**What is being asked:** The output should be every line below, retyped exactly, with no images.

******

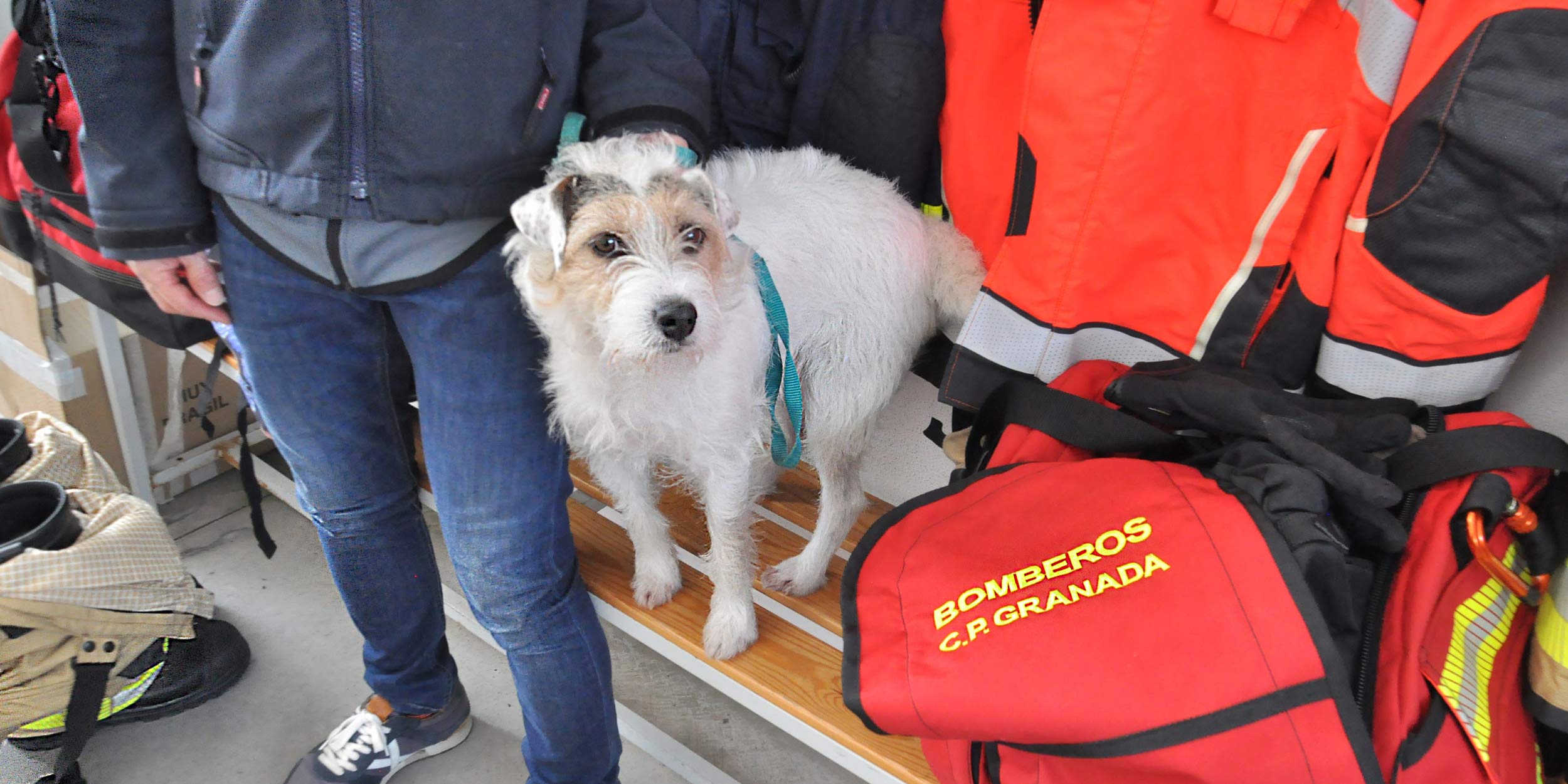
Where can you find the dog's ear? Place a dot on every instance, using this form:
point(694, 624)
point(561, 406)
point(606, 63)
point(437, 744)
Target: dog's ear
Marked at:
point(543, 217)
point(716, 199)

******

**Solved problem:**
Where can you find the dog's ear? Place a dot on every instance, using this form:
point(694, 624)
point(561, 406)
point(606, 63)
point(437, 744)
Target: dog's ear
Marked at:
point(543, 217)
point(716, 199)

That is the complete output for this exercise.